*** Block opens ***
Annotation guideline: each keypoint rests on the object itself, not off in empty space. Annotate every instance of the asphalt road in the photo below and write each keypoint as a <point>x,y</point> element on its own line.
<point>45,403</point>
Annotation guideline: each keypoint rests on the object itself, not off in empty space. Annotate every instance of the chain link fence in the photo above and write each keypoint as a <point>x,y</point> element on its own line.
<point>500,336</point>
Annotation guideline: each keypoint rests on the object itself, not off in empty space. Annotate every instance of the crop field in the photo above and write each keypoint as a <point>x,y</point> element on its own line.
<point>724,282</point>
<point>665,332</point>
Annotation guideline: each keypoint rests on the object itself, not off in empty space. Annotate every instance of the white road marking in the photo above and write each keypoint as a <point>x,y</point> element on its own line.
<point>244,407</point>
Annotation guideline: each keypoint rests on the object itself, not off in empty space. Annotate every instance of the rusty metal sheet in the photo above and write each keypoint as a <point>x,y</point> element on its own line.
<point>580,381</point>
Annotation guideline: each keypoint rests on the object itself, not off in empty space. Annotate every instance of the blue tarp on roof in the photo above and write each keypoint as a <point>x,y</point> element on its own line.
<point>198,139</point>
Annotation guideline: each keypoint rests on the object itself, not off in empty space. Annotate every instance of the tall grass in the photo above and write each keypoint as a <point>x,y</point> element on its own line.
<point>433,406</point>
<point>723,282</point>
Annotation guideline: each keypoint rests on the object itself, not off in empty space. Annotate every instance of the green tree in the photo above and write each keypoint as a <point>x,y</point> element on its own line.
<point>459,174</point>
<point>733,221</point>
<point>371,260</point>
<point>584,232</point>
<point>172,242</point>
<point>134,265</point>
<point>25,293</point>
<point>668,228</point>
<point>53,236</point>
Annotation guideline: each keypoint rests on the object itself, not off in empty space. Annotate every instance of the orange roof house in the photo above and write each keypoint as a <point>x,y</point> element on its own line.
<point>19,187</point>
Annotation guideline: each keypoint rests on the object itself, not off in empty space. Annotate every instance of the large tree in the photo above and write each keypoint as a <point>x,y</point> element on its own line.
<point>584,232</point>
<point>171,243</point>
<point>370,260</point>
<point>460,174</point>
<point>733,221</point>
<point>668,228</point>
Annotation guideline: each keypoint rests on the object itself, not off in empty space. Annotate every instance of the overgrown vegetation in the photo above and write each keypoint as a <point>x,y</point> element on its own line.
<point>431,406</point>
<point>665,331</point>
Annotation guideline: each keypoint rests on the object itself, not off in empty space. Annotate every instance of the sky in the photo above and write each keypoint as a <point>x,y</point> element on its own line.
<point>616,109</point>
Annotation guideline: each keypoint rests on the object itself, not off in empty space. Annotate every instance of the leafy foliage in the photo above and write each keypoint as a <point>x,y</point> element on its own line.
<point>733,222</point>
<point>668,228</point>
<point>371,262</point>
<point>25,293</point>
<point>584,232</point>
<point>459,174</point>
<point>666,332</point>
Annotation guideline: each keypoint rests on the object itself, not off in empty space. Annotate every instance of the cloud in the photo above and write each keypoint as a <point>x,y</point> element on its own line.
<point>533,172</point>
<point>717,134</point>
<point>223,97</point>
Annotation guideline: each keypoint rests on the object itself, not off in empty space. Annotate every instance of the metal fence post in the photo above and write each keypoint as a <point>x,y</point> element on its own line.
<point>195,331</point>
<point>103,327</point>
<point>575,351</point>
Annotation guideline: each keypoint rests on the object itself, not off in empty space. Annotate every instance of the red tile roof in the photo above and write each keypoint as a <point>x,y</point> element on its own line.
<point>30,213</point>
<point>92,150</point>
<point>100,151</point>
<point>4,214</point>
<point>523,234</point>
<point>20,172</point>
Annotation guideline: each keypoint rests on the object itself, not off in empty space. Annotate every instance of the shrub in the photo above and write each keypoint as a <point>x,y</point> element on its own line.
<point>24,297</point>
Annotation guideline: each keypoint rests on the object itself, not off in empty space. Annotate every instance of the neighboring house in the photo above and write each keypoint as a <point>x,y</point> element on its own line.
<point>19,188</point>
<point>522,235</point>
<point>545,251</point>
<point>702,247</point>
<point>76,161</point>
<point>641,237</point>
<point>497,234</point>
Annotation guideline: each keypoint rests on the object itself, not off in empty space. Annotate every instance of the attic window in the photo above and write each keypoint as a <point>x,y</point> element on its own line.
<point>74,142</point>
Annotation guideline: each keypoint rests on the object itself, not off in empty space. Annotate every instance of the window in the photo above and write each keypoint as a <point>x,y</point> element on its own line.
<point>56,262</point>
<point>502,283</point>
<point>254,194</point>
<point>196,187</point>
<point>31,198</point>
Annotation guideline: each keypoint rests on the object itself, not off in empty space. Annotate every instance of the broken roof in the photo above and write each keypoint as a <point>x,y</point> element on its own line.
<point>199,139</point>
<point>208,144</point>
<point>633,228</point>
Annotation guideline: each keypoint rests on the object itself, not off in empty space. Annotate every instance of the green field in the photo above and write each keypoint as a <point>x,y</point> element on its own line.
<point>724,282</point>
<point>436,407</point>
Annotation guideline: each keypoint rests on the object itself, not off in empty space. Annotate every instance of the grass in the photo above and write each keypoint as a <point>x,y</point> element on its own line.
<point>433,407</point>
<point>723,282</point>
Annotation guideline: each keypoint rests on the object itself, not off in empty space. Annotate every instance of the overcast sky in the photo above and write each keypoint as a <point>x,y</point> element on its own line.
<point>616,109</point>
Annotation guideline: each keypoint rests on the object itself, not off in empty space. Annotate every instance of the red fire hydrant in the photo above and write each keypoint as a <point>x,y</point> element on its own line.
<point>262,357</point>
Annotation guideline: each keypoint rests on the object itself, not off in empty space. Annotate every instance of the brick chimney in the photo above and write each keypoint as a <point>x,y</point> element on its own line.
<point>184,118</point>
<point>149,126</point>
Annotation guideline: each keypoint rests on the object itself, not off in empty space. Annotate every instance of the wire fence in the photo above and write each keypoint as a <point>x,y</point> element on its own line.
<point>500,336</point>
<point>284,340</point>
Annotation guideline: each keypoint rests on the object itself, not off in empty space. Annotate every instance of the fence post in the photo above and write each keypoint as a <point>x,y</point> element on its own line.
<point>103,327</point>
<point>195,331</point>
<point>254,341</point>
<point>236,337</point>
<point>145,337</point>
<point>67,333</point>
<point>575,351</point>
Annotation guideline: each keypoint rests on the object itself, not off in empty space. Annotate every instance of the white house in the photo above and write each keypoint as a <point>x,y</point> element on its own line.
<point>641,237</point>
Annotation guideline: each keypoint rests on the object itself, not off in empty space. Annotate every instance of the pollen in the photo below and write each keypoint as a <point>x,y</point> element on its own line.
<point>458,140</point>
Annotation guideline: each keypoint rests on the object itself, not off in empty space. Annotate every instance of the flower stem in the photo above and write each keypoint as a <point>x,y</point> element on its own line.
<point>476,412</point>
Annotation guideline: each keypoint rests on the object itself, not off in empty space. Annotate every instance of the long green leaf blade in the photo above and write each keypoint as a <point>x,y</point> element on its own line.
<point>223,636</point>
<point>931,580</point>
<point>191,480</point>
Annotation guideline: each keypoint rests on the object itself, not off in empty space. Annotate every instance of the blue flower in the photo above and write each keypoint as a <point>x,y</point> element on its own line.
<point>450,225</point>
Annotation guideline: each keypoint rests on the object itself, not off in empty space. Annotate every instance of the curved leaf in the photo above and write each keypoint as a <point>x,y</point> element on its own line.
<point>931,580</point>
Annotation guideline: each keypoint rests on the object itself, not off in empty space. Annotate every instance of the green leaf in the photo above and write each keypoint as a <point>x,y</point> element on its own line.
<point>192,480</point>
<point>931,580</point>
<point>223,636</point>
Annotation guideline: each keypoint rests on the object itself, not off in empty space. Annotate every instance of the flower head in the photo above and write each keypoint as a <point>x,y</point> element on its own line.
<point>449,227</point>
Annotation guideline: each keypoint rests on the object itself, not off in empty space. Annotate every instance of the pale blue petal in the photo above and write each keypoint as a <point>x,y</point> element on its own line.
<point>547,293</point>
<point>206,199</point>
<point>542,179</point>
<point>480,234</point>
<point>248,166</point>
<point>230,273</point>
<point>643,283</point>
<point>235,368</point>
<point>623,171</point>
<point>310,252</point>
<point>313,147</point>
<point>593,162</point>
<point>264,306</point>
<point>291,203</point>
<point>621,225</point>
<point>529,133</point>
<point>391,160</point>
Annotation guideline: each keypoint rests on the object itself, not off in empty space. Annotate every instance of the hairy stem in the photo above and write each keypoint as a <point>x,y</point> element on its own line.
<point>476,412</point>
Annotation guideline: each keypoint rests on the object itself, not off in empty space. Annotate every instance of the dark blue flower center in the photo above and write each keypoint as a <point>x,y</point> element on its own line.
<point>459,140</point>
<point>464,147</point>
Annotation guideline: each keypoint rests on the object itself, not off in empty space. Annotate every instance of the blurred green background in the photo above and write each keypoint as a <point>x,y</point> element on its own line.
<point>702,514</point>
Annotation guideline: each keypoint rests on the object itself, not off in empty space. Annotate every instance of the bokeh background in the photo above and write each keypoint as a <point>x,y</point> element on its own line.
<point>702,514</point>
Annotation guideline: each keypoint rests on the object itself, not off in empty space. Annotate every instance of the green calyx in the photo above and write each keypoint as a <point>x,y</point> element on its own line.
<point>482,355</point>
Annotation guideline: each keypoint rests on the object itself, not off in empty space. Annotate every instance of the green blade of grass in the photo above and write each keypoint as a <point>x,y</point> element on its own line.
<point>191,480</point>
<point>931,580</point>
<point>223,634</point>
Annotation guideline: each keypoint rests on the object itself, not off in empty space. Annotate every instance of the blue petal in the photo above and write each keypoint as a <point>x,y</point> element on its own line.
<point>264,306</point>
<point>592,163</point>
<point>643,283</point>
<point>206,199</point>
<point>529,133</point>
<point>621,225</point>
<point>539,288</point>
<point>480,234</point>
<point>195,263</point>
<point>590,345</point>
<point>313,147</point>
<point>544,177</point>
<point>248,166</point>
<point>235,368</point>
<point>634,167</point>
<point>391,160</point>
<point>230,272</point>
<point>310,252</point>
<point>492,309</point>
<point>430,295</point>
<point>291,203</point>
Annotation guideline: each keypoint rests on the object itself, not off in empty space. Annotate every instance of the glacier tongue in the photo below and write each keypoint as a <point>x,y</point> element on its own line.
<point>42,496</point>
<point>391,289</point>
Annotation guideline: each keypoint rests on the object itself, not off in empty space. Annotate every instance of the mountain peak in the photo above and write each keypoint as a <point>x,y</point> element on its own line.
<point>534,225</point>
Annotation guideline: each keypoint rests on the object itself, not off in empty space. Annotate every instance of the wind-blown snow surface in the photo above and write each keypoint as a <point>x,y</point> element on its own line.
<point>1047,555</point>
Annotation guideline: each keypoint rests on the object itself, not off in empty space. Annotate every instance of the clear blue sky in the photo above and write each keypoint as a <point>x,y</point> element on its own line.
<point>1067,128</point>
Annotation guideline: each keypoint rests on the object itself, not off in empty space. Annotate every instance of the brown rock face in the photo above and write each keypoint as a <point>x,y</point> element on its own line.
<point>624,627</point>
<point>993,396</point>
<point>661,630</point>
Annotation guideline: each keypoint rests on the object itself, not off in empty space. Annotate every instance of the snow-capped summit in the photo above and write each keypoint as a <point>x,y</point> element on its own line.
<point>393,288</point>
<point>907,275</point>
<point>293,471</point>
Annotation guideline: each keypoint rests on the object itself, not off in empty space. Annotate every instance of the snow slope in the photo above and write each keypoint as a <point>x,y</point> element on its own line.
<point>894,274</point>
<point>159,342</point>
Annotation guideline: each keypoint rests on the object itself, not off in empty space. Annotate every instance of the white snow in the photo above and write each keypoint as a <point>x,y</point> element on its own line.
*** Block closes ***
## [Task description]
Your task is to set down exactly the lines from the line containing "of the snow-capped" to the end of the data above, including both ends.

## [Your response]
Annotation guideline: each keypoint rests on the object itself, not off in empty space. Annotate every instance of the snow-capped summit in the photo above and write each keypoint as a <point>x,y</point> element on its own line.
<point>393,288</point>
<point>907,275</point>
<point>293,471</point>
Annotation guideline: each keypoint rests on the object itself, not off in empty space. Annotate every instance of the snow slope in the photo above and write each keypoint as a <point>x,y</point> element on its own line.
<point>894,274</point>
<point>159,342</point>
Annotation guideline: each keypoint rests on the object itself, not off in empty space. Annotate every instance of the white snow in the photo above and write each keypoint as a <point>x,y</point> element on its own line.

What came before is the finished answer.